# Task description:
Could you transcribe every line of the records below word for word, with nothing changed?

Coordinate annotation entries
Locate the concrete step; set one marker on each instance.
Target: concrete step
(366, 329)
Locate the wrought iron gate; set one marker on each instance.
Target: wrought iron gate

# Response to this exercise:
Locate the concrete step; set one marker on each instance.
Target: concrete step
(366, 329)
Locate the wrought iron gate; set one marker on each instance.
Target: wrought iron gate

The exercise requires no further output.